* Given records:
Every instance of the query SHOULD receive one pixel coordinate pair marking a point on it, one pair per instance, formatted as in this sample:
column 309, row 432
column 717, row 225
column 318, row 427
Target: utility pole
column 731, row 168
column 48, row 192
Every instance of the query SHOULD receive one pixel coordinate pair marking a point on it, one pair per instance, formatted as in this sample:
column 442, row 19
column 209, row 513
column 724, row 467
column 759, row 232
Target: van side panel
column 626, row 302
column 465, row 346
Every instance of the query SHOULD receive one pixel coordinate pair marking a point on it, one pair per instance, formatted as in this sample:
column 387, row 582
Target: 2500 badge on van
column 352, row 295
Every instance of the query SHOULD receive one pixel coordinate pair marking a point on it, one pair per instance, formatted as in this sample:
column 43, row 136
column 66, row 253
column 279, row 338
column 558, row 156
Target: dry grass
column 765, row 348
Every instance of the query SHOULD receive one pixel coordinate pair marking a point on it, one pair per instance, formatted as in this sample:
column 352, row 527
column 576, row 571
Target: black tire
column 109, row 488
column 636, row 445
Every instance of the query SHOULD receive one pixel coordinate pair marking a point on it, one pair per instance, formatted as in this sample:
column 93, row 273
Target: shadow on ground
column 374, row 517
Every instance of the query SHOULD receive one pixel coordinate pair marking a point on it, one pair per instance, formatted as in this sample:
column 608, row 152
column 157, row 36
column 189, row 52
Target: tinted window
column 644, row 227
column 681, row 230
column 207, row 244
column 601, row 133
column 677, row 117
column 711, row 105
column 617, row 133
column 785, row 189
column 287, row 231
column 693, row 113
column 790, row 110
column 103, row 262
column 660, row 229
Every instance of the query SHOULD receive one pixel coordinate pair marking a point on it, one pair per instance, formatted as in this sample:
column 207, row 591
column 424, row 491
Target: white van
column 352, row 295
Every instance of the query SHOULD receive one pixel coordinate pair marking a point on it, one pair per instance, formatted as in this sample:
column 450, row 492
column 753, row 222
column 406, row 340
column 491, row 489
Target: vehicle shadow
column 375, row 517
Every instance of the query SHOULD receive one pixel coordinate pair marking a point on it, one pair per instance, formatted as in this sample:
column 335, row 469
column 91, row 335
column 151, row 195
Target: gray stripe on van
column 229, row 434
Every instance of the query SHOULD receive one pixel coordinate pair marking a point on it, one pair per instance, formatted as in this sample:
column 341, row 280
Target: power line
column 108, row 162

* Your goal: Print only what lies in the material above starting at the line with "Target: shadow on ground" and ending at the line with "column 189, row 52", every line exactly as given.

* Task response:
Target: shadow on ground
column 374, row 517
Every instance of the query SHOULD receive one pixel coordinate pair marking a point on it, one pair per instance, formatted as in this sample:
column 608, row 152
column 157, row 36
column 189, row 52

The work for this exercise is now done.